Reproduce the listing below from the line with "Point to the blurred ground." to the line with "[376, 1217]", both included, and output only those lines. Multiply each x and y point coordinate by 0.5, round to whole numbers with halves going up, and leave all other text unchanged.
>> start
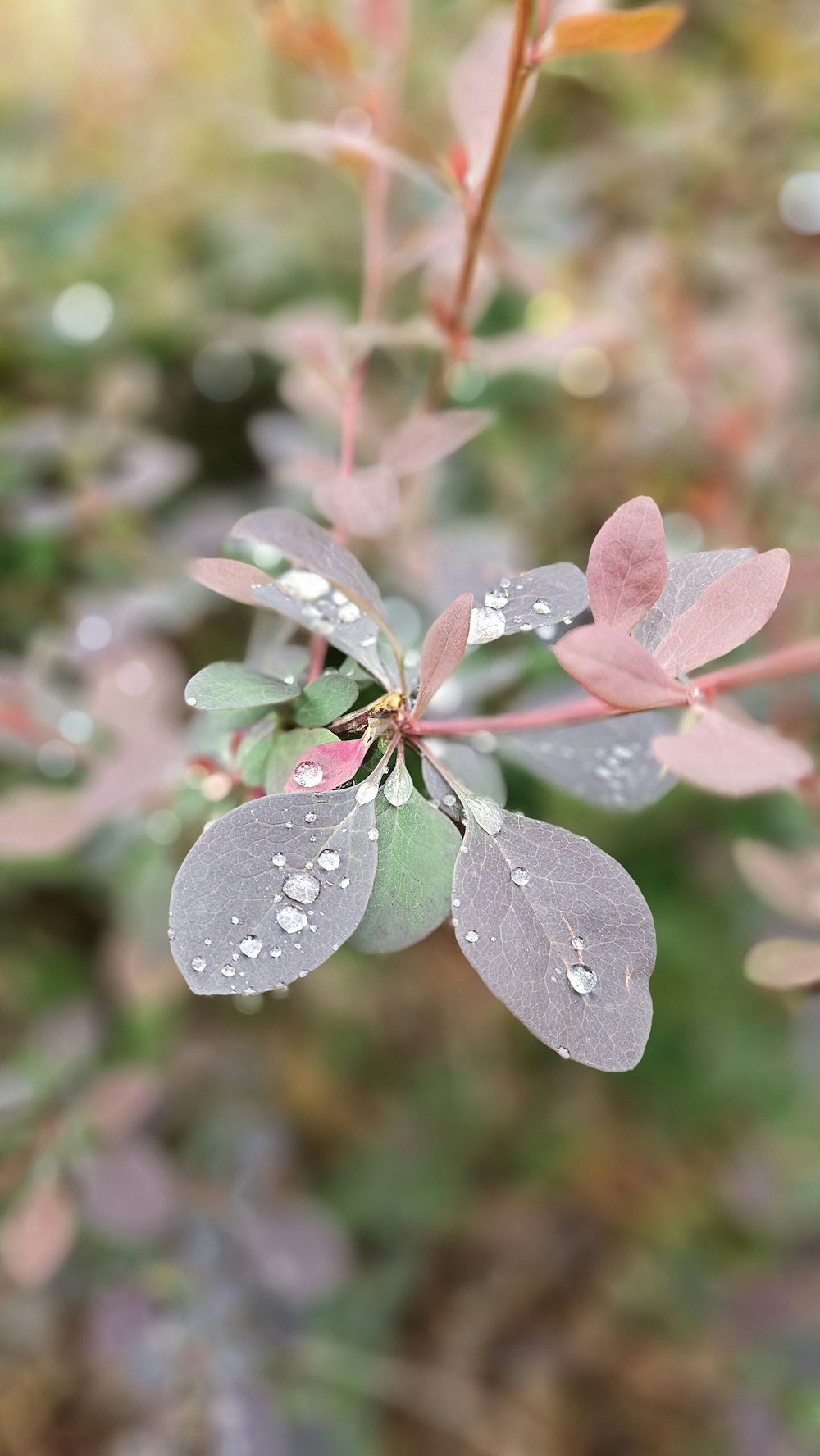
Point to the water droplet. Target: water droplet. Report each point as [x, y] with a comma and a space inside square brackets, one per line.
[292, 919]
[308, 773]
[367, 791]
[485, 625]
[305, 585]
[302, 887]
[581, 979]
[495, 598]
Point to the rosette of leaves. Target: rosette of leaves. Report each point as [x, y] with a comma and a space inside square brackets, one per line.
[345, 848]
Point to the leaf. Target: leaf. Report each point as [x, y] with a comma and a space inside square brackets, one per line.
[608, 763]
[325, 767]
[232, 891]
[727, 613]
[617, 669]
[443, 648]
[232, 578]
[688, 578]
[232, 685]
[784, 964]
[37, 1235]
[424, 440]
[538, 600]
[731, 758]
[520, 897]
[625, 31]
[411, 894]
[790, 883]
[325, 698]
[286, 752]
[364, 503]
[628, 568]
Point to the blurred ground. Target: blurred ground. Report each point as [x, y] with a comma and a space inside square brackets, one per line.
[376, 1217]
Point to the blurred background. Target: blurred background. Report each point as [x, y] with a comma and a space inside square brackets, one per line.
>> end
>> start
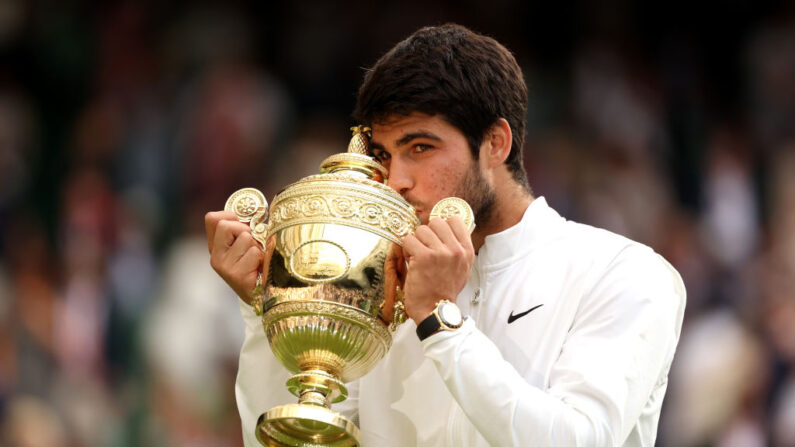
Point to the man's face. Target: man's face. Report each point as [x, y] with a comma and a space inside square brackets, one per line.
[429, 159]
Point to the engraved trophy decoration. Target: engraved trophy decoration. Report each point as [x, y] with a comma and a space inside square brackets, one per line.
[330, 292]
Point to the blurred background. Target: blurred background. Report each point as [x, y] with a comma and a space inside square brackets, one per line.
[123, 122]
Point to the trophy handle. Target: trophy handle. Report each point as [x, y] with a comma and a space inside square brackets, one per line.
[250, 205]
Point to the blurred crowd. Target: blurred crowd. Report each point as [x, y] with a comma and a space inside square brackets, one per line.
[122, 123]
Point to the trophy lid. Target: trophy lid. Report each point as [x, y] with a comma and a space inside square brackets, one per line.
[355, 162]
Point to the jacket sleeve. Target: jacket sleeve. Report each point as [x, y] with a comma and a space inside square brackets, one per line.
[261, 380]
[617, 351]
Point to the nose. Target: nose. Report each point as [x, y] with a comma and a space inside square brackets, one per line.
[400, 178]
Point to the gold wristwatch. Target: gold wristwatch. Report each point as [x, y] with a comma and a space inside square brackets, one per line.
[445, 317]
>> end
>> start
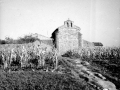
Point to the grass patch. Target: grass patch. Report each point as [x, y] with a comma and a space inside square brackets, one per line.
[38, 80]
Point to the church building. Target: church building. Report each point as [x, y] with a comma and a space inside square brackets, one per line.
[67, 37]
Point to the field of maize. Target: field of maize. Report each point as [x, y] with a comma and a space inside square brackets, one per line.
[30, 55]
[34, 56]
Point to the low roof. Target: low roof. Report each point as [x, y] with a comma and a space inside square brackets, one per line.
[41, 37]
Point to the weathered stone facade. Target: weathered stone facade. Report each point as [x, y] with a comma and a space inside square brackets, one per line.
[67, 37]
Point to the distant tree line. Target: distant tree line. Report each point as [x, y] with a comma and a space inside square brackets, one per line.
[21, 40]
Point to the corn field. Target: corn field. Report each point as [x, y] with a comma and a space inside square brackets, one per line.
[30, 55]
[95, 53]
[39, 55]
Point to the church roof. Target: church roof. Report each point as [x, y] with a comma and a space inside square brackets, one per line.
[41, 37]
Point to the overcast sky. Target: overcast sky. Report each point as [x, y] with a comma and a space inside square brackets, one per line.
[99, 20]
>> end
> [SOLUTION]:
Point to the blurred ground. Target: blurred ground. Report each point as [x, y] with a comma and a space inside square brackets, one per line.
[188, 609]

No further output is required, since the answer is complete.